_PROBLEM REQUIREMENTS_
The result should be a faithful copy of every entry below, with the pictures left out.

Stored data entries
'''
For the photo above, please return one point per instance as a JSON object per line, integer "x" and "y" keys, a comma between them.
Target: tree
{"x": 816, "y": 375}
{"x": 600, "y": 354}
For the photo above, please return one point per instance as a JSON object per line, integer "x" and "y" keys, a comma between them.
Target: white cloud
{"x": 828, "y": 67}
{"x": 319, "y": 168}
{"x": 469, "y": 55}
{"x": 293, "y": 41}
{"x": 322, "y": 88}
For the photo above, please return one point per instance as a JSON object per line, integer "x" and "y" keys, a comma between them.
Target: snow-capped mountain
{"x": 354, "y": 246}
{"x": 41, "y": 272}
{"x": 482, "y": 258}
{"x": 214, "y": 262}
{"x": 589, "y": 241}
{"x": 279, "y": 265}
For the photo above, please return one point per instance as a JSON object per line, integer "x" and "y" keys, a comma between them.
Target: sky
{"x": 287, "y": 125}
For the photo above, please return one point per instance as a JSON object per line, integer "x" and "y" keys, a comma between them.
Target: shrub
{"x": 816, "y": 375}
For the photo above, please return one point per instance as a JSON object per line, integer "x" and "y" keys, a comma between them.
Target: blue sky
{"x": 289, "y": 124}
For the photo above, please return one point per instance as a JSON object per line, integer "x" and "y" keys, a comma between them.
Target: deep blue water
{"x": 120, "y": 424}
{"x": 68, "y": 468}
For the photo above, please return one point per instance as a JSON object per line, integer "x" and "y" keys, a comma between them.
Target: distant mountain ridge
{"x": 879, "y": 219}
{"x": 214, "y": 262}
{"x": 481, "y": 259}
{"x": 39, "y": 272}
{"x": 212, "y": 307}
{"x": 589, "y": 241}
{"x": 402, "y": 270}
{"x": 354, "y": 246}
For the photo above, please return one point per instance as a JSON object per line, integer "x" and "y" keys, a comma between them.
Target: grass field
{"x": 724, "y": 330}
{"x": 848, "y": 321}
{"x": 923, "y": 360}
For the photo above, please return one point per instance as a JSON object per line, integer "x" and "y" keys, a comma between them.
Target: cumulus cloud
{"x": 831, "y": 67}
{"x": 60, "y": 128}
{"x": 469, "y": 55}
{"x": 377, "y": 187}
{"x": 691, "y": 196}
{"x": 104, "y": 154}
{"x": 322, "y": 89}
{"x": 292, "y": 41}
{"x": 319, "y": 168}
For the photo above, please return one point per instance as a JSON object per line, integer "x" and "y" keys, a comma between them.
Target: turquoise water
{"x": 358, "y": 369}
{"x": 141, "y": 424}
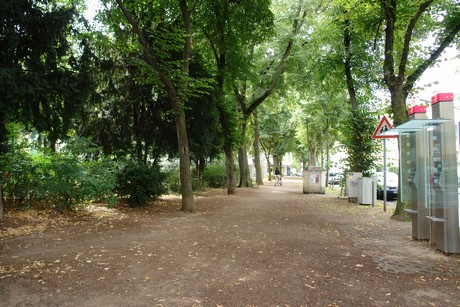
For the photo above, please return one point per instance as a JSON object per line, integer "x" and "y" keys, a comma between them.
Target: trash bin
{"x": 314, "y": 180}
{"x": 351, "y": 185}
{"x": 367, "y": 191}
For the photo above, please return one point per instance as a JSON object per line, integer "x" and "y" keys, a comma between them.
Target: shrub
{"x": 140, "y": 184}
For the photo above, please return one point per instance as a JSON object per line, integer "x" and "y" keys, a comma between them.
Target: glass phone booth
{"x": 428, "y": 174}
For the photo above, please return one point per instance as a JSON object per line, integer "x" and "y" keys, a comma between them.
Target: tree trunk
{"x": 188, "y": 203}
{"x": 257, "y": 165}
{"x": 1, "y": 204}
{"x": 231, "y": 181}
{"x": 245, "y": 178}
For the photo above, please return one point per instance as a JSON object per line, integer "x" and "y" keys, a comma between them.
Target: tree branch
{"x": 433, "y": 57}
{"x": 297, "y": 24}
{"x": 389, "y": 7}
{"x": 149, "y": 57}
{"x": 408, "y": 36}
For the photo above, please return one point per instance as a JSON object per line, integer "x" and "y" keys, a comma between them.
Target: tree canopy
{"x": 192, "y": 80}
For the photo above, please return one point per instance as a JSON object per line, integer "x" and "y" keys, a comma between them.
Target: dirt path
{"x": 271, "y": 246}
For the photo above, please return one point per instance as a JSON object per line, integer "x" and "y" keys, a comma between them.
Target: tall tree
{"x": 176, "y": 87}
{"x": 408, "y": 26}
{"x": 44, "y": 81}
{"x": 230, "y": 28}
{"x": 264, "y": 84}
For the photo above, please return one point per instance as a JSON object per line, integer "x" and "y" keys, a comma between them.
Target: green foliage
{"x": 72, "y": 182}
{"x": 44, "y": 66}
{"x": 357, "y": 128}
{"x": 215, "y": 175}
{"x": 140, "y": 184}
{"x": 61, "y": 180}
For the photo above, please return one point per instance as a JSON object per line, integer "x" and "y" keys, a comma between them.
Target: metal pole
{"x": 384, "y": 175}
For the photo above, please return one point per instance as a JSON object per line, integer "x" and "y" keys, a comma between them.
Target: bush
{"x": 140, "y": 184}
{"x": 36, "y": 178}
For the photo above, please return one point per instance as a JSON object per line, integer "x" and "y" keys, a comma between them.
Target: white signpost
{"x": 379, "y": 133}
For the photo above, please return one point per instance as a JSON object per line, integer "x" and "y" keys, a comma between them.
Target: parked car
{"x": 392, "y": 183}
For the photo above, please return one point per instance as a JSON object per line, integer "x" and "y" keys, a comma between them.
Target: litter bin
{"x": 367, "y": 191}
{"x": 314, "y": 180}
{"x": 351, "y": 185}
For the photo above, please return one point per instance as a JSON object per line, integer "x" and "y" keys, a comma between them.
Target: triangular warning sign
{"x": 383, "y": 127}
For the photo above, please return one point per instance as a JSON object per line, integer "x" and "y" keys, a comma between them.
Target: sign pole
{"x": 379, "y": 133}
{"x": 384, "y": 175}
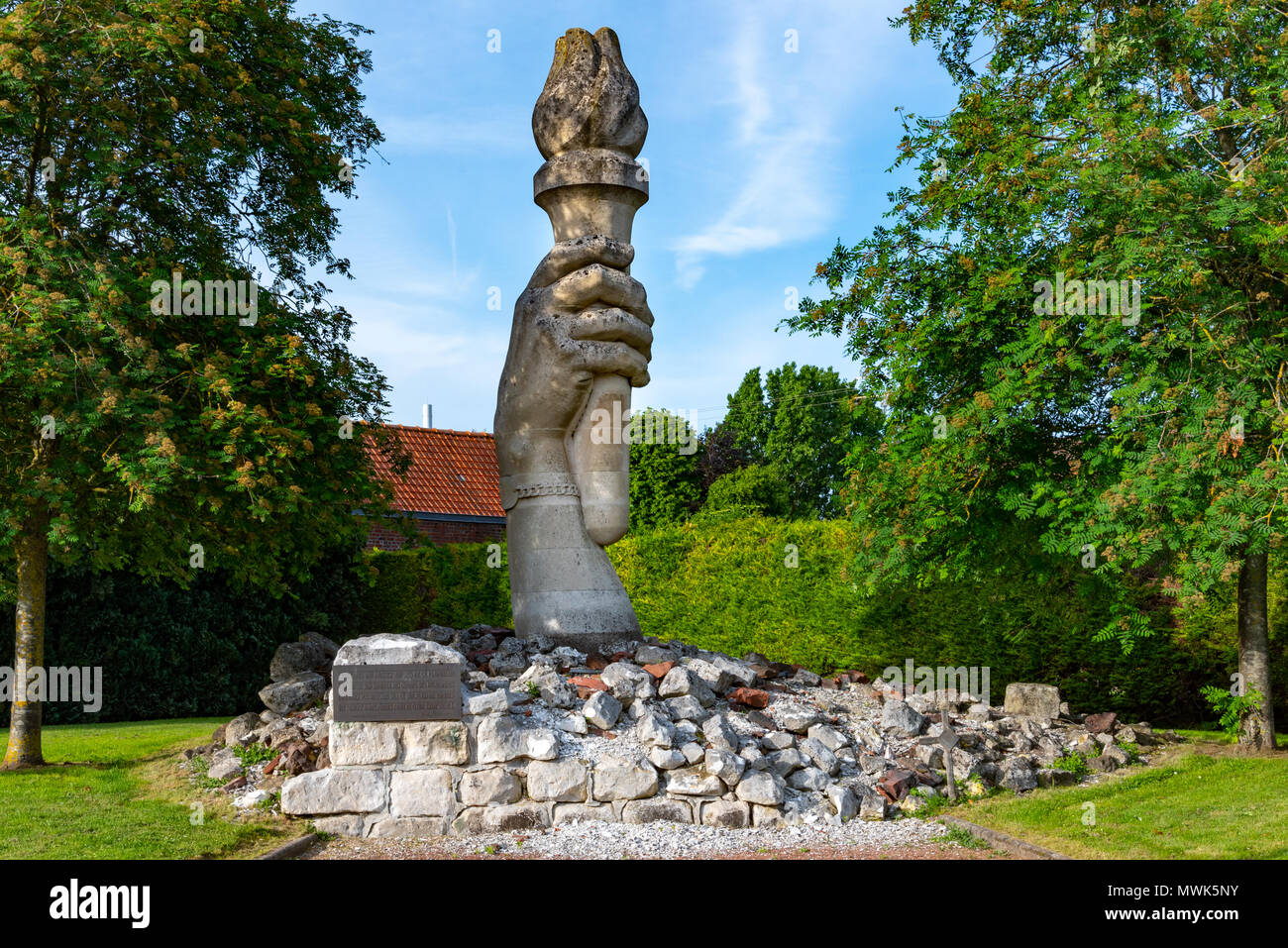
'''
_SOLVED EXERCISE_
For the photo above, please return one point per instance as a JSON object per line, integer "x" and "y" keys, a comma between them.
Target: tree
{"x": 816, "y": 375}
{"x": 600, "y": 354}
For the photo above, please return one point per instance as a JSON object per line, integer "x" and "y" keys, a comma between them.
Target: white cloud
{"x": 828, "y": 67}
{"x": 319, "y": 168}
{"x": 469, "y": 55}
{"x": 293, "y": 41}
{"x": 322, "y": 88}
For the photo above, please return one point per instance as a JSON object per line, integer "x" and "y" keys, a comma between them.
Target: snow-capped mountain
{"x": 354, "y": 246}
{"x": 41, "y": 272}
{"x": 482, "y": 258}
{"x": 214, "y": 262}
{"x": 589, "y": 241}
{"x": 279, "y": 265}
For the photo above, please return one point per instance as a JSON object per line, integer "x" and "y" keys, a comma between them.
Target: sky
{"x": 287, "y": 125}
For the photo above, please return one point per instance as a JSON object per line, integer "x" and "y" keys, a comma between them.
Target: shrub
{"x": 816, "y": 375}
For the photo above, please return one point per instance as a JSON object per line, integer "x" and "y" keys, a comma between them.
Target: blue sky
{"x": 289, "y": 124}
For the photo above, please return one point per instance as a JSON object per line, integer "x" and "y" keys, a comma between them.
Target: deep blue water
{"x": 120, "y": 424}
{"x": 68, "y": 468}
For the photo above, please return one point per instance as a JSON object per line, integer "x" and "y" keys, a comma between them.
Target: distant mountain ridge
{"x": 879, "y": 219}
{"x": 214, "y": 262}
{"x": 481, "y": 259}
{"x": 39, "y": 272}
{"x": 212, "y": 307}
{"x": 589, "y": 241}
{"x": 402, "y": 270}
{"x": 354, "y": 246}
For the photo above, please return one point per instance as a JSON object per line, integer "x" and "y" keys, a comma between them.
Target: grass field
{"x": 724, "y": 330}
{"x": 848, "y": 321}
{"x": 923, "y": 360}
For the photo above, please return one point per instance as a JSON object per line, integer "x" and "y" keys, a comma between them.
Target: cumulus cloud
{"x": 831, "y": 67}
{"x": 60, "y": 128}
{"x": 469, "y": 55}
{"x": 377, "y": 187}
{"x": 691, "y": 196}
{"x": 104, "y": 154}
{"x": 322, "y": 89}
{"x": 292, "y": 41}
{"x": 319, "y": 168}
For the photo above, please return one point per instance as a JSON object per line, integer "x" and "y" keys, a comma between them.
Target: turquoise water
{"x": 358, "y": 369}
{"x": 141, "y": 424}
For the photo above, please return one point per instance as a JSON object per line, integer "x" and "y" keys, a comma between them.
Target: trash bin
{"x": 314, "y": 180}
{"x": 351, "y": 185}
{"x": 367, "y": 191}
For the photo above, please return one point per instance as a JSON object per line, integer "x" and "y" keys, a comma between them.
Target: shrub
{"x": 140, "y": 184}
For the photo above, please return one point per instance as a JSON object per line, integer "x" and "y" keys, a comma between them.
Target: glass phone booth
{"x": 428, "y": 174}
For the photo above, please return one point per instance as a JSON object per line, integer "x" and "y" keys, a comma between them.
Target: tree trunk
{"x": 188, "y": 203}
{"x": 257, "y": 165}
{"x": 1, "y": 204}
{"x": 231, "y": 181}
{"x": 245, "y": 178}
For the photo above, please return one point per instance as a JSON object per line, integer "x" and "y" keys, a comma between them.
Target: tree branch
{"x": 433, "y": 57}
{"x": 297, "y": 24}
{"x": 389, "y": 7}
{"x": 149, "y": 57}
{"x": 408, "y": 36}
For the photo above, please return one point per instance as a JSON object per line, integer "x" and "y" keys, a comma between them.
Target: tree canopy
{"x": 192, "y": 80}
For the photo above, please return one point per instance as a JSON object per line, integer "x" and "y" keys, a comma between them.
Target: dirt path
{"x": 271, "y": 246}
For the photo above, please return one point per instance as a JSON object per line, integer "x" and "y" keys, a comma between them.
Target: tall tree
{"x": 176, "y": 87}
{"x": 408, "y": 26}
{"x": 44, "y": 81}
{"x": 230, "y": 28}
{"x": 264, "y": 84}
For the photo above, please return one point per instance as a JSON object per line, integer "x" and "y" keys, a comma between them.
Target: green foliage
{"x": 72, "y": 182}
{"x": 44, "y": 66}
{"x": 357, "y": 128}
{"x": 215, "y": 175}
{"x": 140, "y": 184}
{"x": 61, "y": 180}
For the photo above, please return one point per instance as a JSON object per line, integer "x" and "y" keys, a comma between them.
Target: metal pole
{"x": 384, "y": 175}
For the photo above, please return one point per instance as a JSON object per line, integer "x" and "y" keys, a comma between them.
Target: bush
{"x": 140, "y": 184}
{"x": 36, "y": 178}
For the photo above, please return one point per instance as a JSON object per line, integer "x" and "y" keys, a comma between them.
Target: white signpost
{"x": 379, "y": 133}
For the photo above, please return one point per instance as a JSON object per line, integer "x" and "y" keys, a comma between them.
Target: parked car
{"x": 392, "y": 183}
For the photo above, please return one point per instance as a JSON object per line, integer "x" and "y" keys, a comma between them.
Target: litter bin
{"x": 367, "y": 191}
{"x": 314, "y": 180}
{"x": 351, "y": 185}
For the photo above, please return one point per instance as a JSON object per line, integer "x" and "y" keys, a comma between them.
Target: triangular warning sign
{"x": 383, "y": 127}
For the photo above, please return one point per instance as a JSON object per line, integer "x" and "y" keys, a comma between them.
Target: sign pole
{"x": 379, "y": 133}
{"x": 384, "y": 175}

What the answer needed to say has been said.